— EXERCISE DETAILS —
From the material below, extract every line containing the string "with" and reproduce each one unchanged.

........

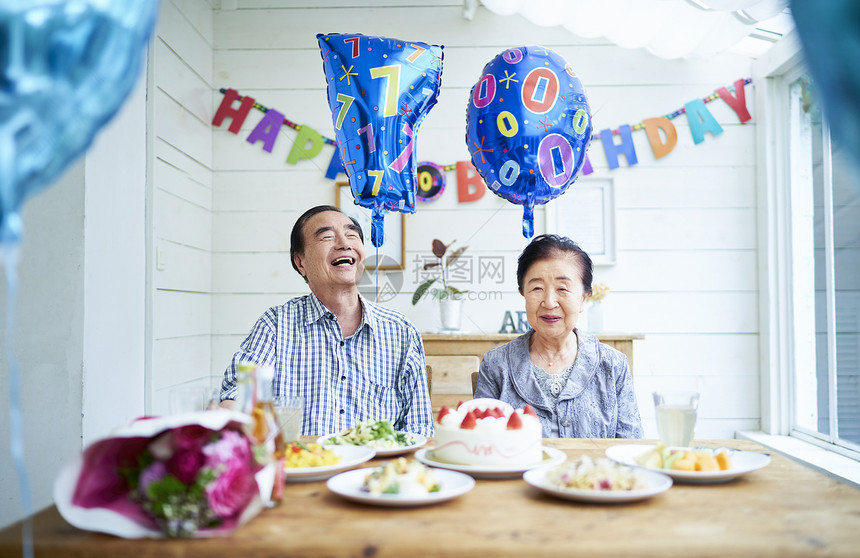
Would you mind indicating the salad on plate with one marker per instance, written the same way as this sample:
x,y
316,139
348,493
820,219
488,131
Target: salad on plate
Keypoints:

........

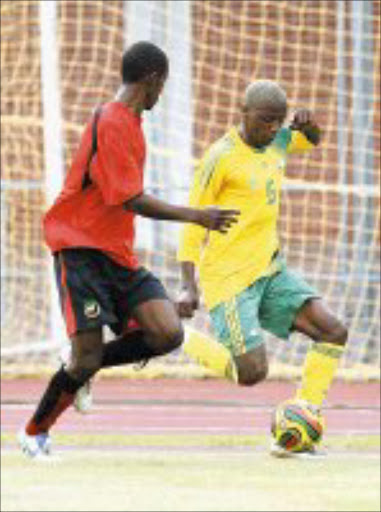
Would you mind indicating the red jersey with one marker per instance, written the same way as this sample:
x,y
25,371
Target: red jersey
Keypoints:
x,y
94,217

........

— FULL OUTPUT —
Would you mind indicating the salad on plate with one marker per instance, written the same way as this sample:
Would you mind indicating the red jersey with one marker per instance, written the same way as this sample:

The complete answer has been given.